- **分析用の文章**
++++++
現在、オーストラリアの肥満率がすごいことになっている。
つい先日、ネットの健康関連記事に記されていたオーストラリアの肥満率に、思わず驚愕の声を上げてしまった。
2017年から2018年に行われた調査によると、オーストラリアの18歳以上の人口の肥満率は67%にも上り、なんと3人に2人が過体重(Overweight)もしくは肥満(Obesity)という結果が出ているのだ。
ちなみに、2歳から17歳までの子供達は、4人に1人が過体重もしくは肥満という結果となっており、こちらもかなり高い比率となっている。
「肥満」と聞けばすぐさまアメリカを思い浮かべていた私だったが、まさか自分が住むオーストラリアがこんなことになっていたとはかなりのショックである。
ショッキングな肥満率を示す反面、私が暮らすシドニーでは健康志向の人々もたくさんいる。
引き締まったボディを自慢するかのように、クロップトップとレギンスでジョギングやウォーキングに勤しむ人達や、公園や広場では、パーソナルトレーナーについて筋トレする人達、仕事の昼休みにグループフィットネスクラスに参加する人達も多い。
栄養士によってしっかりとカロリー計算された食事の宅配サービスも数多くあり、スーパーには健康志向の人達をターゲットにしたたくさんの商品や食品が所狭しと並べられている。
++++++
オーストラリアの肥満率を扱った上の文章を、最後の文の後から書き継げ。

- **提供データ**
++++++
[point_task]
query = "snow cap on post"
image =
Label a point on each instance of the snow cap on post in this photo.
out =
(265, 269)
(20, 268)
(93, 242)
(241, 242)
++++++
- **解答**
これは私がシドニーに住み始めた16年前にはあまり見なかった光景であり、肥満率の上昇と共に、健康志向の人達も確実に増え続けていると言えると思う。
でも、やっぱり自分の身近な人々を見てみると、その肥満率上昇に少し納得がいく気もするのである。例えば、私の一番身近な場所である「職場」に目を向けてみると…。
ニュージーランド人の同僚Aさんは、身長約160cmの彼女は去年、体重が120キロに到達。
膝にかなりの負担がかかるようになり、思い切ってジムに入会。パーソナルトレーナーについて、約1年で30キロ減量。現在もジムに通い続け、さらなる減量にチャレンジしている。
ギリシャ系オーストラリア人女性のBさんは身長は160cmにも満たないが、体を揺らしながらゆっくり歩き、床に落ちているものを拾う時に体をかがめるのに少し苦労している様子。
Bさんは数週間前から減量目的の食事の宅配サービスを受けているが、運動が大の苦手らしく、エクササイズにはいまだ二の足を踏んでいる。そんな彼女はよく偏頭痛や不眠を口にしている。
私がサポートしている精神障害を持つクライアント達も、過体重や肥満による糖尿病や高血圧症を患っている人が多い。
オーストラリア政府は、この右肩上がりの肥満率をかなり懸念しており、National Obesity Strategy 2022-2033 という、10年計画で肥満率を減らす対策を打ち立てた。
この国家肥満戦略は、オーストラリアにおける過体重と肥満の予防、減少、治療のための10年間の行動枠組みである。
予防に重点を置いているが、過体重や肥満を抱えるオーストラリア人が最も健康的な生活を送れるよう、より良くサポートするための行動も含まれている。
公園や広場には誰でも無料で使えるワークアウトの設備があるところもかなり多くなってきたし、バランスの取れた食事の啓発もさかんに行われている。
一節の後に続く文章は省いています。